The phase-transition induced collapse of a neutron star to a more compact configuration ( typically a “ strange ” star ) and the subsequent core bounce is often invoked as a model for gamma-ray bursts .
We present the results of numerical simulations of this kind of event using realistic neutrino physics and a high density equation of state .
The nature of the collapse itself is represented by the arbitrary motion of a piston deep within the star , but if any shock is to develop , the transition , or at least its final stages , must occur in less than a sonic time .
Fine surface zoning is employed to adequately represent the acceleration of the shock to relativistic speeds and to determine the amount and energy of the ejecta .
We find that these explosions are far too baryon-rich ( M _ { ejecta } \sim 0.01 M _ { \odot } ) and have much too low an energy to explain gamma-ray bursts .

RECORDS PROVIDED:

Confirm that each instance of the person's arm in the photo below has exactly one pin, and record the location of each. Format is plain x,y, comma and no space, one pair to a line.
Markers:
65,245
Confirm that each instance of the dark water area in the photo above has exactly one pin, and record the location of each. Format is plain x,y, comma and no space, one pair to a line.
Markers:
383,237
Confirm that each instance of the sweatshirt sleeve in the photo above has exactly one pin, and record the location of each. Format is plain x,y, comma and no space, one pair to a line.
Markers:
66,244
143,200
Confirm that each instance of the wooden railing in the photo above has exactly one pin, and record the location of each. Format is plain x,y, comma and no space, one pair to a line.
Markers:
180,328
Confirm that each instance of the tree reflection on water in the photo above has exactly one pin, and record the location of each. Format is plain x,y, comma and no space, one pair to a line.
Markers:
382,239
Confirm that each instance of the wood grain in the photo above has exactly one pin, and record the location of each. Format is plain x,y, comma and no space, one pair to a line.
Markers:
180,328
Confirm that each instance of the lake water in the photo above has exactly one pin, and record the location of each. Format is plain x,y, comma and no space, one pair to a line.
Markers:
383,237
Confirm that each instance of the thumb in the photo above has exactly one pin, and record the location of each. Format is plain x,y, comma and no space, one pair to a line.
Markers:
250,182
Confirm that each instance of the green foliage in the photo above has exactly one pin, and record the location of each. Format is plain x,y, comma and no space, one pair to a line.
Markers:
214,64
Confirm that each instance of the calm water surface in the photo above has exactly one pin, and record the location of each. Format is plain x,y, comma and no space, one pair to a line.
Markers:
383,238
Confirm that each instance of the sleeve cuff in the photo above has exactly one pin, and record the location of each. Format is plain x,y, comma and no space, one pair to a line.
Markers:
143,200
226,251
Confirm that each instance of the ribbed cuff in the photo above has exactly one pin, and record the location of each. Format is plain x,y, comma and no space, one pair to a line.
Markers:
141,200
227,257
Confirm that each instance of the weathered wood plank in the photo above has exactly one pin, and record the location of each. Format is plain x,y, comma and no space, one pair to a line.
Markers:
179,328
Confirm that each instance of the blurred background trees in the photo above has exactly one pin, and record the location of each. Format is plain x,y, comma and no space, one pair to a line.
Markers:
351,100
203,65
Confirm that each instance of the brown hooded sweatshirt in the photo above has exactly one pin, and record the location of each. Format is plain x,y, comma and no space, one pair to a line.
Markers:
--
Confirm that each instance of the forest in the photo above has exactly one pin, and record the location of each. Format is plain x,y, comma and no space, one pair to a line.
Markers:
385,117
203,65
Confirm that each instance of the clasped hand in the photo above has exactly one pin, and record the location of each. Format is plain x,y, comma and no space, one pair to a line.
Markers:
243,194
==
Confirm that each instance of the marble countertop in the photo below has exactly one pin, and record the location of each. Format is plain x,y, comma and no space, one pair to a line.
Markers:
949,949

WHAT THIS EXERCISE ASKS:
**a)** In the text on neutron star collapse, what represents the nature of the collapse itself?
**b)** Pick up the text on neutron star collapse after its last sentence and carry it forward.

EXPECTED RESPONSES:
**a)** The arbitrary motion of a piston deep within the star.

**b)**
The total energy of the ejecta having relativistic \Gamma \gtrsim 40 is less than 10 ^ { 46 } erg even in our most optimistic models ( deep bounce , no neutrino losses or photodisintegration ) .
However , the total energy of all the ejecta , mostly mildly relativistic , is \sim 10 ^ { 51 } erg and , if they occur , these events might be observed .
They would also contribute to Galactic nucleosynthesis , especially the r -process , even though the most energetic layers are composed of helium and nucleons , not heavy elements .